[start of Extracted text]

Colin was a goal scorer. As such, he was in demand up and down the country from the moment Peterborough United heard about him playing at just 15 years old for Heacham FC in the Eastern Counties League.
It was Colin’s dad, who wrote a letter to a director at Peterborough United. He sent it with some match report clippings from the Lynn News & Advertiser. This paternal initiative led to an invitation for a trial for his son.
The trial in the A team went well, Garwood scored three and his performance then and in a subsequent match, when he scored again, won him an apprentice’s contract. Although happy to be released from school to be a full-time football apprentice, there were aspects of his new working life that proved challenging.
“Give me a ball and I would happily practice day and night, but I was not keen on the physical training side of it. I found it boring.”
One of the principles of training, certainly pre-season, was the whole squad going for a long run.
“I was new to the first team and not keen on the running. So, I was jogging along at the back of the line and found myself in the company of Tony Millington, the Welsh goalkeeper. ‘You better not hang about with us old ones here. I’ve done this enough. You’ve just begun your career. You better get up front.’ Millington told me in no uncertain terms.
“I made my way up the line to lead the run, setting a bit of a pace, feeling I was doing the right thing. Grateful for the advice from Tony. I had been heading the run for quite a while, when I heard a milk float coming up the road from behind me. As it passed there was Tony Millington and three, or four others, sitting on the back of the float, laughing and waving at me!”
Besides the running regime, some of the sports psychology of the time would raise an eye-brow or two these days. From Wednesday, until the pre-match warm up, Peterborough players were not allowed to train with the football.
“The thinking was players would be really hungry for the ball by Saturday afternoon, so we’d be more determined to fight for it during the match.” The ridiculousness of the concept still bemuses him today.
By 18, Coin Garwood was ready for first team football. He travelled on the first team bus to Dean Park, where Peterborough United were to take on Bournemouth & Boscombe Athletic Football Club. Besides making his first team debut there, the young Garwood was made responsible for hauling about the two skips that held the team kit. There was a pecking order, even in the first team.

[end of Extracted text]
[start of Record excerpts]

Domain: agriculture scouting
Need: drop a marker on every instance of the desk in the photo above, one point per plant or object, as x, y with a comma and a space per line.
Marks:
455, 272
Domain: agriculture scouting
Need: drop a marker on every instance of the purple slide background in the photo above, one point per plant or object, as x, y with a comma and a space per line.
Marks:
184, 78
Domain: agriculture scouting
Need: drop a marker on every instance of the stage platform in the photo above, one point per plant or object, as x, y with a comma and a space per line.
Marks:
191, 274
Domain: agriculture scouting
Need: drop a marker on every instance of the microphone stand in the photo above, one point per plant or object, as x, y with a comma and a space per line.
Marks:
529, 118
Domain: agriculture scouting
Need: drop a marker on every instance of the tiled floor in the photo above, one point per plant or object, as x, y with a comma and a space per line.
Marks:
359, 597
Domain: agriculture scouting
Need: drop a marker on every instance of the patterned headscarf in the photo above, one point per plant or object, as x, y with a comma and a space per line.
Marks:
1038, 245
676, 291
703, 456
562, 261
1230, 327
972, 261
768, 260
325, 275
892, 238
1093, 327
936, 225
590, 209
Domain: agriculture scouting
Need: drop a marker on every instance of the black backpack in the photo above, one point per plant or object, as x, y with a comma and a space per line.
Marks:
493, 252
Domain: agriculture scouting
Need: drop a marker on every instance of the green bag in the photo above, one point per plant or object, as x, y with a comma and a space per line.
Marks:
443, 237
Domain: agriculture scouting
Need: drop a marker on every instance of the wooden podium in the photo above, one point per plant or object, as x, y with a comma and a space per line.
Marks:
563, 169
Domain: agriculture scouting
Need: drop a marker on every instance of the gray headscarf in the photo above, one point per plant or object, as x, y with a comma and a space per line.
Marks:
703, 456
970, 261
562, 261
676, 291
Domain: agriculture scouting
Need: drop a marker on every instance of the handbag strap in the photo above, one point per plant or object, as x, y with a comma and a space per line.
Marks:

[end of Record excerpts]

Your tasks:
**A.** In the text about Colin Garwood's early football career, how many goals did he score in his trial for the Peterborough United A team?
**B.** Return every line of the records that contains the word "headscarf".

Answer set:
**A.** He scored three.

**B.**
Need: drop a marker on every instance of the patterned headscarf in the photo above, one point per plant or object, as x, y with a comma and a space per line.
Need: drop a marker on every instance of the gray headscarf in the photo above, one point per plant or object, as x, y with a comma and a space per line.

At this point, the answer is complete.